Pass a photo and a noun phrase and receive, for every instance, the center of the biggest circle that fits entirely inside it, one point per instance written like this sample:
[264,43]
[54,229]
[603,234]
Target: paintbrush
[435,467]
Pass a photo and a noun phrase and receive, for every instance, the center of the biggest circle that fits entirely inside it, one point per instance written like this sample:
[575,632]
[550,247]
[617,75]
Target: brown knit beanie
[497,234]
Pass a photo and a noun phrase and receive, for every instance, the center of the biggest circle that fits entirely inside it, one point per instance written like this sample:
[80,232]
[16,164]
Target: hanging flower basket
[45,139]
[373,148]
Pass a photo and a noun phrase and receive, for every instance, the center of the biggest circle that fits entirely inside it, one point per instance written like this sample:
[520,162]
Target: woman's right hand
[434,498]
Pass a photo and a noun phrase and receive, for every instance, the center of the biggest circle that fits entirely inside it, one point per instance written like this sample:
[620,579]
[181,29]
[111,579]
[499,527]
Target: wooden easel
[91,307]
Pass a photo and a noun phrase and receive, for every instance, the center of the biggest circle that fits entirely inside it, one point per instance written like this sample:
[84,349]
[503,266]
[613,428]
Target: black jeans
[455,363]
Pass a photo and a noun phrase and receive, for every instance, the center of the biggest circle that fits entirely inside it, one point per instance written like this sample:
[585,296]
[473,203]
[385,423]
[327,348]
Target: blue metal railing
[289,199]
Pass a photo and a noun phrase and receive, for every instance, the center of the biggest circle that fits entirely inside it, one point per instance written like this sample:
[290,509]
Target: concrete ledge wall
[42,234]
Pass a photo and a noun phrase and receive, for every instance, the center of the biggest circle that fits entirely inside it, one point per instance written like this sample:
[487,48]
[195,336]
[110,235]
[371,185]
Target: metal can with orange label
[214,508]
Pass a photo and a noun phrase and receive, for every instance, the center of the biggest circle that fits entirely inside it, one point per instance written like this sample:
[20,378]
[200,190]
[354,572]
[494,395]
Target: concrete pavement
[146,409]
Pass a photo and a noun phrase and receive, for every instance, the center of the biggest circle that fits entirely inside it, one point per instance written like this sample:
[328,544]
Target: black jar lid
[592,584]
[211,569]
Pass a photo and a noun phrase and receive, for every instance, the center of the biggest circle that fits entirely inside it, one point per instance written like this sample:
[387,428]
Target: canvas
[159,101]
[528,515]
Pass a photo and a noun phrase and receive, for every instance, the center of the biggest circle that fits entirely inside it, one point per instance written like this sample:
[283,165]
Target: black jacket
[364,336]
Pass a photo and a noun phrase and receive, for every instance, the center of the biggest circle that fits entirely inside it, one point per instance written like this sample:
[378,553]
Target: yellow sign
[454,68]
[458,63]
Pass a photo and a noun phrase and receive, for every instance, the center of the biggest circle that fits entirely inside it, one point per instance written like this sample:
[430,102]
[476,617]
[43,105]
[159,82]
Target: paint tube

**Work instructions**
Write down all the entries again without a single difference.

**Answer to this problem**
Pass a photo and a noun phrase and receive, for every instance, the center of the biggest circle that fits entirely inside it, one point per instance written like this sample:
[264,43]
[54,229]
[603,234]
Target: paintbrush
[435,467]
Pass a photo and a noun phrase and receive, for every instance, the center of the biggest circle that fits entirely inside it, one point per instance written like this sample:
[575,632]
[550,247]
[617,75]
Target: brown knit beanie
[497,234]
Pass a photo and a noun phrase and receive, for every instance, the center of the biggest circle that fits entirely inside it, one point per instance written like this sample:
[80,232]
[16,164]
Target: hanging flower basket
[45,139]
[373,148]
Pass a photo and a noun phrase and receive, for every instance, the center of the biggest circle that fits entirely inside it, one point per instance written like this sample:
[520,162]
Target: woman's right hand
[434,498]
Pass a photo and a noun phrase and receive, for every instance, the center of the biggest circle that fits entirely inside it, one point per instance written like this sample:
[620,579]
[181,29]
[111,579]
[499,527]
Target: wooden easel
[91,307]
Pass a photo and a noun phrase and receive, for every instance, the center of the biggest circle that fits entirely inside it, one point per instance written like this sample:
[84,349]
[503,266]
[613,428]
Target: black jeans
[455,363]
Pass a photo and a noun phrase and receive, for every instance, the center of the biggest circle that fits entirely inside it, one point per instance written like this sample:
[585,296]
[473,203]
[385,423]
[327,348]
Target: blue metal railing
[289,199]
Pass a photo and a noun phrase and receive, for every instance, the center of the biggest circle that fits entirely inside it, one point per instance written like this sample:
[290,509]
Target: concrete ledge wall
[42,234]
Pass a photo and a noun phrase and receive, for every instance, the center of the biggest circle that fits entirely inside it, one point per instance written like this sample:
[487,48]
[195,336]
[110,235]
[371,185]
Target: metal can with orange label
[214,508]
Pass a photo and a noun phrase and receive, for every instance, the center of the biggest circle that fits entirely inside it, one point per instance written like this sample:
[20,378]
[200,190]
[354,572]
[494,395]
Target: concrete pavement
[146,409]
Pass a photo and a noun phrase and receive, for every instance, the center of the biggest circle that fits entirely inside it, one point per instance written like this sample:
[328,544]
Target: black jar lid
[592,584]
[211,569]
Pass a photo and a noun phrase and receive, for every instance, the center of the biggest circle that fits entirely inside it, one point per instance written like this sample:
[387,428]
Target: canvas
[159,101]
[528,515]
Pass a photo and a noun phrase and receive, for every instance, the center of the biggest circle that fits entirely inside it, one point per instance written like this sample:
[283,165]
Target: black jacket
[364,336]
Pass a photo and a noun phrase and receive, for every instance, the center of the biggest circle that fits entirely inside it, one point per instance written like this sample:
[378,553]
Target: yellow sign
[454,68]
[458,63]
Pass a photo and a noun phrase and receive, for every instance, the center of the biggest circle that fits entirely inside it, one point per instance written like this sample:
[430,102]
[476,617]
[43,105]
[159,82]
Target: paint tube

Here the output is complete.